• TEXTO DEL DOCUMENTO
━━━━━━━━
Esta fiesta se remonta a tiempos inmemoriales. Se
dice que se realizaba desde los tiempos de Noé y el suceso del arca que los
recuerda en la biblia después del diluvio (Cfr. Gn 8, 20), en efecto, en aquel
momento murieron muchos en toda la tierra y por eso mismo Noé ofreció
holocaustos por esos difuntos.
También en el segundo libro de los Macabeos en el
Antiguo Testamento encontramos este acto de piedad –un poco aislado quizás en
la tradición hebrea – hacia los hermanos difuntos (Cfr. 2 Mac 12, 46).
De todas formas, en la Iglesia Católica si bien se
aceptaba la celebración de los Fieles Difuntos no se tenía la fecha consensuada
que tenemos en nuestros días.
San Agustín escribió a inicios del s. V un pequeño
tratado sobre la piedad con los muertos y esto decía allí respecto al rezar por
ellos: “Porque tanto el encomendado como
aquel a quien se encomienda no están a la vez infructuosamente en la memoria
del que reza. Efectivamente, los que rezan hacen con su cuerpo lo que conviene
a la oración: se arrodillan, extienden las manos o se postran en el suelo; y si
hacen algún otro gesto visiblemente, aunque Dios conoce su voluntad invisible y
la intención de su corazón, y no tiene necesidad alguna de estos indicios
externos para que esté presente ante El la conciencia humana, sin embargo, el
hombre se estimula de este modo a orar y a gemir con más humildad y fervor”
━━━━━━━━
• DATOS RECOPILADOS
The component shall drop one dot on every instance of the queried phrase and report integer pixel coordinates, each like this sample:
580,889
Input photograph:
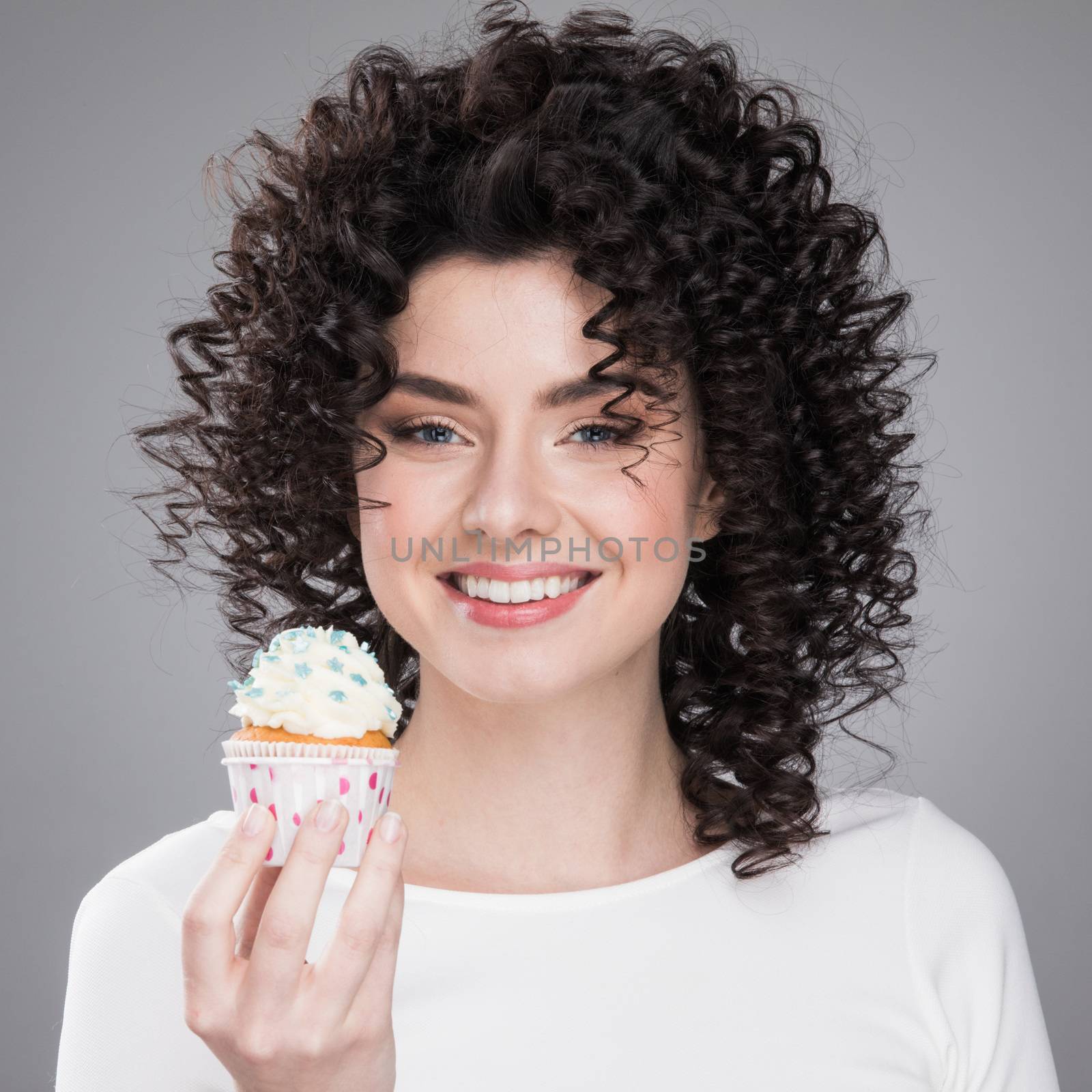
━━━━━━━━
• INSTRUCCIONES DE TRABAJO
1. Según el texto sobre la fiesta de los Fieles Difuntos, ¿por quiénes ofreció Noé holocaustos?
2. ¿Puedes resumir en dos oraciones el texto sobre la fiesta de los Fieles Difuntos?

• RESPUESTAS DEL EJERCICIO
1. Por los muchos que murieron en toda la tierra en aquel momento, después del diluvio.

2. La fiesta se remonta a tiempos inmemoriales: se dice que viene de Noé, que ofreció holocaustos por los muertos tras el diluvio, y el segundo libro de los Macabeos también recoge este acto de piedad hacia los difuntos. La Iglesia Católica aceptaba la celebración, aunque sin la fecha consensuada de hoy, y a inicios del siglo V san Agustín escribió un pequeño tratado sobre la piedad con los muertos en el que habló de rezar por ellos.